- _Exercise objective_
The records underneath are to be repeated exactly, with the pictures left out.

- _Dataset_
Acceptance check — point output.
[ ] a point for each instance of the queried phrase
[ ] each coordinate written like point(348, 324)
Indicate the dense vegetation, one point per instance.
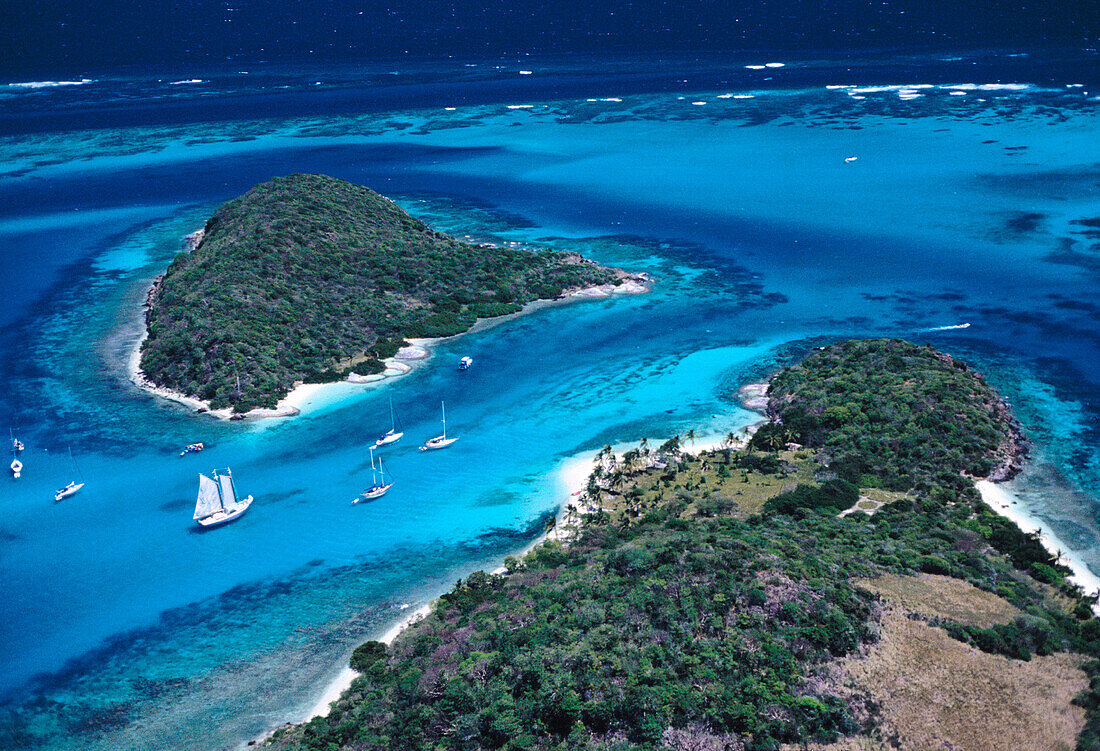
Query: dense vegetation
point(891, 413)
point(307, 277)
point(695, 608)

- _Answer for the task_
Acceptance check — point output.
[ ] a point for each instance of the queried phrase
[ ] each coordinate written like point(348, 324)
Indicate the dense vegetation, one point per instance.
Query: dense vegetation
point(891, 413)
point(307, 277)
point(695, 608)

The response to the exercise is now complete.